→ **Исходный отрывок**:
Без каких-либо усилий с моей стороны я оказался в эпицентре всех процессов. Непосредственно перед тем, как толпа прорвалась через главные ворота в час дня, двух людей видели приближающимися к заднему фасаду конур; сторона обвинения утверждала, что одним из них был я. Определили они это по фотографиям, сделанным издалека. У человека на снимке была куртка, похожая на мою. Примерно в то же время кто-то дунул в горн — неминуемый признак сбора саботажников охоты. Прокурор представлял меня зачинщиком «мятежа». Это было чистейшей фантазией, но, главное, это очень хорошо помогало отвлечь внимание от жестокого убийства. Равно как и история, рассказанная полицейскими. Они говорили, что бедный Саммерсгилл находился в доме в момент вторжения; якобы его едва не выгребли из дома через разбитое окно; якобы он прятался под мебелью от дождя из кирпичей и стекла. Это была сказочка, в подробности которой были посвящены только полицейские и убийца Майка. Как бы то ни было, через две недели в набитом до отказа зале суда присяжные удалились для вынесения вердикта. Им предстояло определить степень виновности подсудимых в нарушении общественного порядка с применением насилия и использованием угроз и оскорблений либо оправдать активистов. Судья очень любил подводить так называемые итоги, однако у него не получилось повлиять на жюри.

→ **Фрагмент данных**:

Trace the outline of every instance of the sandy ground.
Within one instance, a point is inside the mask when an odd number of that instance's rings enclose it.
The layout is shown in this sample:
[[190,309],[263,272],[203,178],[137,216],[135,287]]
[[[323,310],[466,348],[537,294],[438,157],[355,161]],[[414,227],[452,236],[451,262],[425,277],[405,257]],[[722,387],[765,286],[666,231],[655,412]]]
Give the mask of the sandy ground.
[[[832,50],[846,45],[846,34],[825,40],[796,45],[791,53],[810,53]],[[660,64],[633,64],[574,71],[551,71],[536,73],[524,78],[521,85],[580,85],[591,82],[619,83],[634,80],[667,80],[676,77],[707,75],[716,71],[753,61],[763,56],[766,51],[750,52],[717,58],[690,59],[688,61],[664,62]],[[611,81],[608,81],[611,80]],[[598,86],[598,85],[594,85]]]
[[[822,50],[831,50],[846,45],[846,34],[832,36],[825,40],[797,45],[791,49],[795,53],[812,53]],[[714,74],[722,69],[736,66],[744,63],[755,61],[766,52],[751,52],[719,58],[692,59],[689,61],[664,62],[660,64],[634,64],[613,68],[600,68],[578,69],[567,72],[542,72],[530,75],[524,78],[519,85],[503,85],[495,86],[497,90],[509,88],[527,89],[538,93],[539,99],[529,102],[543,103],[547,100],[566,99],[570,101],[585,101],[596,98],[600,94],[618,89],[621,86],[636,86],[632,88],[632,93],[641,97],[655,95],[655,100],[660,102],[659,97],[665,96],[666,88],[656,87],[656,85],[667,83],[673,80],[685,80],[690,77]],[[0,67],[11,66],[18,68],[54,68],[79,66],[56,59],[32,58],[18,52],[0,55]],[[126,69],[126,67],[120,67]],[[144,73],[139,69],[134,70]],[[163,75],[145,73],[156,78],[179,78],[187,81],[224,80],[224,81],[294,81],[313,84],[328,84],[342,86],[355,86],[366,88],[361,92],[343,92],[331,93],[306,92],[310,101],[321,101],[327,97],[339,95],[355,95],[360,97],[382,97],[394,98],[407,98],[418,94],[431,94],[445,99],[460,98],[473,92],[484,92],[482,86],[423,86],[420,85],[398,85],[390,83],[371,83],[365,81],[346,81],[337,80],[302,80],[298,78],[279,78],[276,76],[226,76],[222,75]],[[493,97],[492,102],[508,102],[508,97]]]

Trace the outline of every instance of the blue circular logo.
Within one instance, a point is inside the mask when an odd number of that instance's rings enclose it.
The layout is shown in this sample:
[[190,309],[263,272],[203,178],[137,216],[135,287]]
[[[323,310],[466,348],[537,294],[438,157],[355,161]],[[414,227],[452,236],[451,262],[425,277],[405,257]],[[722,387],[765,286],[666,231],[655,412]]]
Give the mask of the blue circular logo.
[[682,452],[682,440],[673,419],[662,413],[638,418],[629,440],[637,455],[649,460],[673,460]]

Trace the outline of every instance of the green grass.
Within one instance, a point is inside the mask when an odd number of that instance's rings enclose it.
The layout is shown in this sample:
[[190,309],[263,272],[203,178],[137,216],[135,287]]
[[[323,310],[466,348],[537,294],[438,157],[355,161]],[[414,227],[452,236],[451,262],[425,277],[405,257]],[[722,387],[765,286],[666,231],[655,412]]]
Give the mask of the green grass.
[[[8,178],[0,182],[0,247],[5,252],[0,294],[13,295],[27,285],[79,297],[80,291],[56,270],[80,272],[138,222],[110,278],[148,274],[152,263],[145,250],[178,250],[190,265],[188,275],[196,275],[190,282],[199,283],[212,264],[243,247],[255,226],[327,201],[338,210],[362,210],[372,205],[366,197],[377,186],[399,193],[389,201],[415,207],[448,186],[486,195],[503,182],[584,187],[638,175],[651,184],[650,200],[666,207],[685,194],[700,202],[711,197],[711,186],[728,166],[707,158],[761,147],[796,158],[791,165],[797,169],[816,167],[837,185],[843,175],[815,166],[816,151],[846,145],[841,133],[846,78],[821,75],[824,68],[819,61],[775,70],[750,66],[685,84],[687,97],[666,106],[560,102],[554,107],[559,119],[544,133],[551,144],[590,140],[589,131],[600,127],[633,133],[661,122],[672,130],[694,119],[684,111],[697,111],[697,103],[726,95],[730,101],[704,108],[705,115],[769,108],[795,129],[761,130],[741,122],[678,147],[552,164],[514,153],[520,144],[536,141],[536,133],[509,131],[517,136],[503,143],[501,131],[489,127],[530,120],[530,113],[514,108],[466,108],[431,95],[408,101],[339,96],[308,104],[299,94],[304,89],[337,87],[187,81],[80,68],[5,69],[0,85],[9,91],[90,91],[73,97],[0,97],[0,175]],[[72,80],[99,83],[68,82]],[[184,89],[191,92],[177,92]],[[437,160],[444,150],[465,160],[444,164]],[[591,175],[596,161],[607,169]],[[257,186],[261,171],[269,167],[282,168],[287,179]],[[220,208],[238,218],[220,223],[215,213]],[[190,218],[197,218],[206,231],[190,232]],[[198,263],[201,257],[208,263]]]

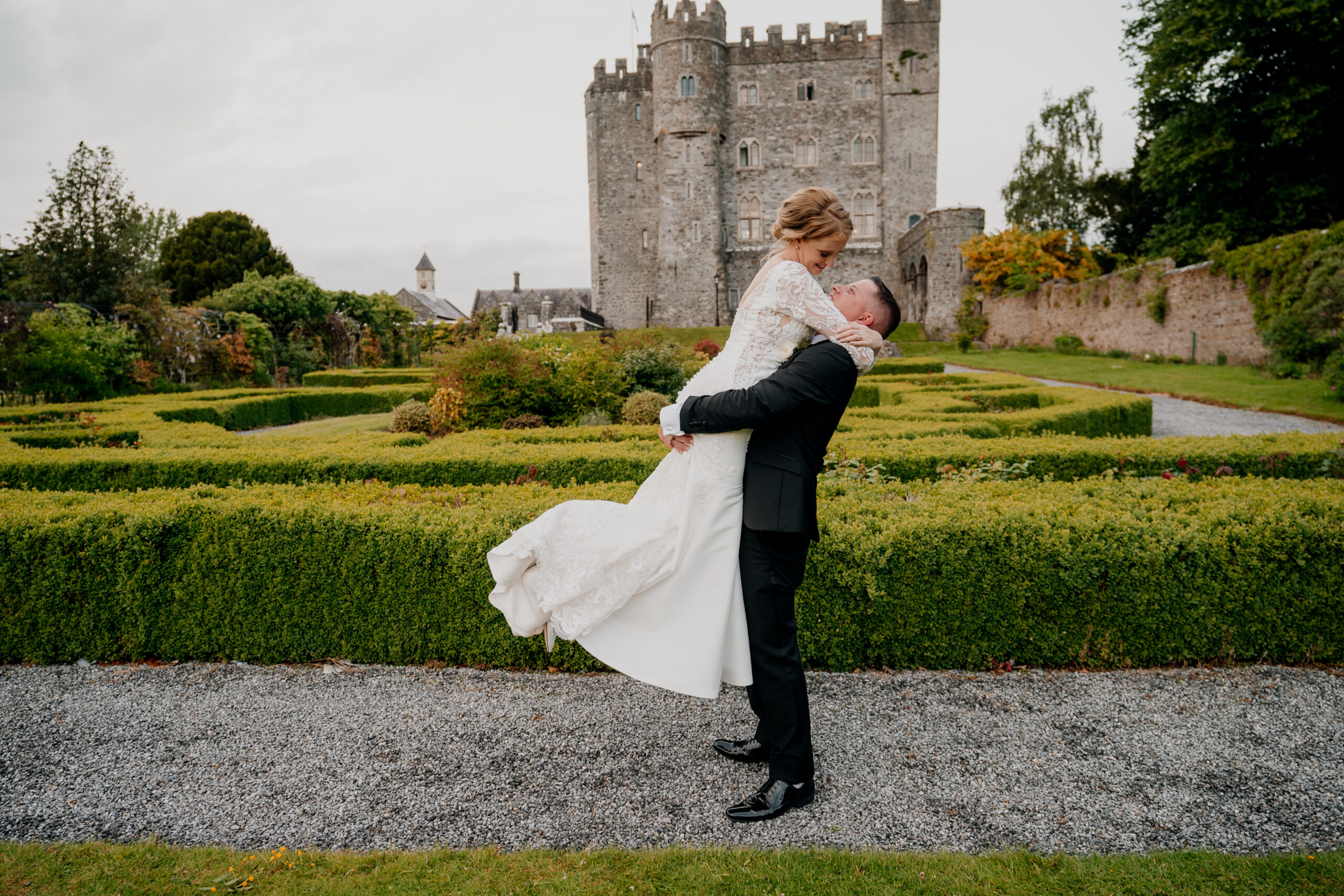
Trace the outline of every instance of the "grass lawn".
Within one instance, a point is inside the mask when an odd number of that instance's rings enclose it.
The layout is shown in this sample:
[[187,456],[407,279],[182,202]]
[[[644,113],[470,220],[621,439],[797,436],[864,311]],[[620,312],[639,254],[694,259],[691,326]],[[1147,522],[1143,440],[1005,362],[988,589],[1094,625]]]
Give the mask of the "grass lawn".
[[1344,422],[1344,400],[1332,398],[1321,380],[1275,380],[1254,367],[1145,364],[1144,361],[1059,355],[1058,352],[982,352],[965,355],[952,343],[900,343],[907,356],[931,355],[948,364],[1025,373],[1044,379],[1109,386],[1176,398],[1220,402],[1253,411],[1281,411]]
[[[245,853],[163,844],[0,845],[3,893],[1339,893],[1344,853],[1036,856],[668,849]],[[233,870],[230,870],[233,869]],[[249,883],[249,877],[251,879]],[[230,887],[230,881],[234,885]],[[246,885],[243,885],[246,884]],[[218,889],[216,889],[218,888]]]

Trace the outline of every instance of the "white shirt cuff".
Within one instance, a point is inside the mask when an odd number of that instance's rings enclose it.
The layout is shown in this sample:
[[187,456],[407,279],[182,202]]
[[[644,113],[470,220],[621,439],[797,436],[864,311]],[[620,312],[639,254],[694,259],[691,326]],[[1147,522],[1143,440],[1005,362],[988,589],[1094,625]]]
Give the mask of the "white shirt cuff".
[[668,404],[659,411],[659,423],[663,424],[664,435],[685,435],[681,431],[681,402]]

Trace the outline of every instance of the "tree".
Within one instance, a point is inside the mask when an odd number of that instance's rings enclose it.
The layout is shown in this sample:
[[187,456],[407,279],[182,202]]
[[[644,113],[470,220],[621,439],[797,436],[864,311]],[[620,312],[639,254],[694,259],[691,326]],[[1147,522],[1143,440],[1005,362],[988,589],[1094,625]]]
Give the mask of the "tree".
[[1163,218],[1156,197],[1144,189],[1146,161],[1148,144],[1140,142],[1129,171],[1105,171],[1087,184],[1087,216],[1106,249],[1122,258],[1141,255],[1144,240]]
[[212,294],[206,306],[263,320],[274,334],[267,368],[274,373],[288,367],[292,379],[320,365],[312,337],[323,333],[327,316],[335,310],[331,294],[306,277],[262,277],[257,271],[245,273],[241,282]]
[[1073,230],[1089,226],[1090,181],[1101,168],[1101,124],[1091,107],[1091,87],[1040,110],[1040,128],[1027,125],[1027,145],[1004,185],[1008,223],[1028,230]]
[[137,206],[112,150],[83,142],[51,169],[47,204],[20,243],[24,292],[36,301],[112,309],[157,262],[176,215]]
[[130,388],[136,337],[69,302],[28,318],[16,353],[19,388],[48,402],[87,402]]
[[270,234],[235,211],[212,211],[187,222],[163,244],[159,275],[173,290],[173,302],[195,305],[211,293],[242,282],[243,274],[293,274],[289,257]]
[[[1339,0],[1136,0],[1140,169],[1161,220],[1149,254],[1199,261],[1344,212]],[[1335,124],[1332,124],[1335,122]]]

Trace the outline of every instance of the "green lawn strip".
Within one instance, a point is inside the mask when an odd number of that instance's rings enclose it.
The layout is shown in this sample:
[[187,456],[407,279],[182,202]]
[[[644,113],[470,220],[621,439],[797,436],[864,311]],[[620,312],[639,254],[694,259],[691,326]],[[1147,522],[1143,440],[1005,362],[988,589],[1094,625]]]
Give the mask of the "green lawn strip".
[[948,364],[982,371],[1021,373],[1083,386],[1163,392],[1175,398],[1297,414],[1344,423],[1344,402],[1331,396],[1321,380],[1277,380],[1254,367],[1208,364],[1148,364],[1132,359],[972,349],[965,355],[950,343],[903,343],[907,355],[937,356]]
[[[278,849],[278,848],[276,848]],[[1039,856],[833,849],[241,852],[148,844],[0,844],[5,893],[540,893],[629,896],[1111,896],[1337,893],[1344,853]],[[247,879],[251,877],[251,881]],[[228,881],[247,883],[241,891]],[[215,891],[210,888],[215,887]]]

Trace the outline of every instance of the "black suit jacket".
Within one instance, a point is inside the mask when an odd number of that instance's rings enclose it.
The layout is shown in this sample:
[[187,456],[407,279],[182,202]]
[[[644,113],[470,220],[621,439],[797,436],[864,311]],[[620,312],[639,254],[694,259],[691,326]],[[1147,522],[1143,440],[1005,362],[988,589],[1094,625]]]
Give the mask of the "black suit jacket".
[[825,341],[798,349],[751,388],[681,404],[685,433],[753,430],[742,477],[749,529],[817,540],[817,473],[857,379],[849,352]]

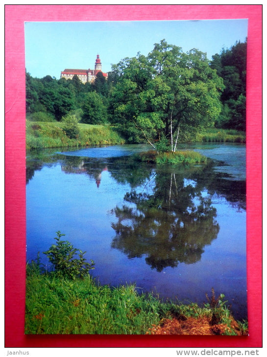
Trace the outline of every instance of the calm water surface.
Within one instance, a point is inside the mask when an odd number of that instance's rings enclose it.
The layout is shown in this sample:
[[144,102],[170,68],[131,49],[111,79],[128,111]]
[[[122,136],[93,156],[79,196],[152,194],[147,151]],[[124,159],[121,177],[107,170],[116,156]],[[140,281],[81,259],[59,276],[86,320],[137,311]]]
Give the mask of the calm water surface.
[[27,259],[60,230],[95,261],[101,284],[135,283],[199,304],[214,288],[246,318],[245,147],[182,147],[210,159],[188,167],[135,162],[132,154],[146,145],[28,153]]

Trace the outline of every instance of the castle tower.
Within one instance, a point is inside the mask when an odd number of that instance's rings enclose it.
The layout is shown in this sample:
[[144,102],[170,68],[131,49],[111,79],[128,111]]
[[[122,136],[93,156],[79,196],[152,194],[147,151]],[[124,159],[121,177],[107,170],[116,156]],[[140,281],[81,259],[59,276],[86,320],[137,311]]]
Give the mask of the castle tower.
[[97,56],[97,59],[96,60],[96,64],[95,65],[95,70],[102,71],[102,64],[100,61],[99,55]]

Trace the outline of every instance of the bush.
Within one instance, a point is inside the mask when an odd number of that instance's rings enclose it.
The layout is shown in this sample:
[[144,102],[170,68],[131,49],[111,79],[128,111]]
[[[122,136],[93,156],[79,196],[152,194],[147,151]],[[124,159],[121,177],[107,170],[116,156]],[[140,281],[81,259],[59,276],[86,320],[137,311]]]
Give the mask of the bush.
[[[55,272],[62,277],[73,279],[84,278],[90,270],[95,269],[94,261],[91,260],[90,264],[83,257],[86,252],[74,248],[68,241],[61,241],[60,238],[65,234],[59,231],[56,234],[56,244],[52,245],[49,250],[44,252],[54,265]],[[75,255],[78,255],[79,259],[74,258]]]
[[77,138],[79,135],[80,130],[78,125],[78,119],[76,115],[68,114],[62,118],[64,125],[63,130],[70,139]]
[[170,149],[169,141],[165,136],[163,136],[158,141],[155,143],[155,147],[158,153],[165,153]]
[[27,119],[30,121],[53,122],[56,121],[53,115],[50,113],[44,112],[36,112],[27,116]]

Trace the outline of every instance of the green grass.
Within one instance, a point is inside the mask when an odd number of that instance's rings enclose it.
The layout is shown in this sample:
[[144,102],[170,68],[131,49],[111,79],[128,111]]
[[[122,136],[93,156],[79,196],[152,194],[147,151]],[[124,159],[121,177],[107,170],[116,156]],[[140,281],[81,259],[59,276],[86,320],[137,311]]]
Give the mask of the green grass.
[[195,151],[186,150],[175,153],[159,153],[151,150],[141,153],[135,156],[137,159],[146,162],[154,162],[159,164],[204,163],[207,162],[207,158]]
[[70,139],[63,129],[64,125],[60,122],[26,121],[26,148],[116,145],[124,142],[115,129],[108,125],[79,124],[78,135],[77,138]]
[[244,132],[210,128],[204,133],[197,134],[195,141],[203,142],[245,143],[246,136]]
[[[118,288],[100,286],[89,275],[71,280],[54,272],[41,274],[36,264],[27,267],[26,334],[144,335],[163,319],[210,316],[229,326],[227,334],[236,335],[233,318],[222,303],[201,308],[163,302],[152,294],[139,294],[134,285]],[[245,322],[239,323],[245,333]]]

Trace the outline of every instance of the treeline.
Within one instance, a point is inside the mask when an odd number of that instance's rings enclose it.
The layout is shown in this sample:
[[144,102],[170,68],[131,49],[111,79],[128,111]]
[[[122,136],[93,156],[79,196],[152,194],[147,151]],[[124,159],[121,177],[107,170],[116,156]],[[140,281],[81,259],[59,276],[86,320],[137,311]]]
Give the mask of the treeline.
[[85,84],[76,75],[39,79],[26,72],[26,117],[61,121],[68,114],[80,123],[110,123],[128,141],[163,146],[207,127],[244,131],[246,62],[246,41],[209,61],[198,50],[184,53],[162,40],[147,56],[114,65],[107,80],[101,72]]

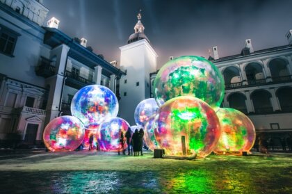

→ **Условие задания**:
Воспроизведите весь исходный отрывок о судебном процессе, приведенный выше, без единого изменения в словах и знаках препинания.

→ **Ответ к заданию**:
Без каких-либо усилий с моей стороны я оказался в эпицентре всех процессов. Непосредственно перед тем, как толпа прорвалась через главные ворота в час дня, двух людей видели приближающимися к заднему фасаду конур; сторона обвинения утверждала, что одним из них был я. Определили они это по фотографиям, сделанным издалека. У человека на снимке была куртка, похожая на мою. Примерно в то же время кто-то дунул в горн — неминуемый признак сбора саботажников охоты. Прокурор представлял меня зачинщиком «мятежа». Это было чистейшей фантазией, но, главное, это очень хорошо помогало отвлечь внимание от жестокого убийства. Равно как и история, рассказанная полицейскими. Они говорили, что бедный Саммерсгилл находился в доме в момент вторжения; якобы его едва не выгребли из дома через разбитое окно; якобы он прятался под мебелью от дождя из кирпичей и стекла. Это была сказочка, в подробности которой были посвящены только полицейские и убийца Майка. Как бы то ни было, через две недели в набитом до отказа зале суда присяжные удалились для вынесения вердикта. Им предстояло определить степень виновности подсудимых в нарушении общественного порядка с применением насилия и использованием угроз и оскорблений либо оправдать активистов. Судья очень любил подводить так называемые итоги, однако у него не получилось повлиять на жюри.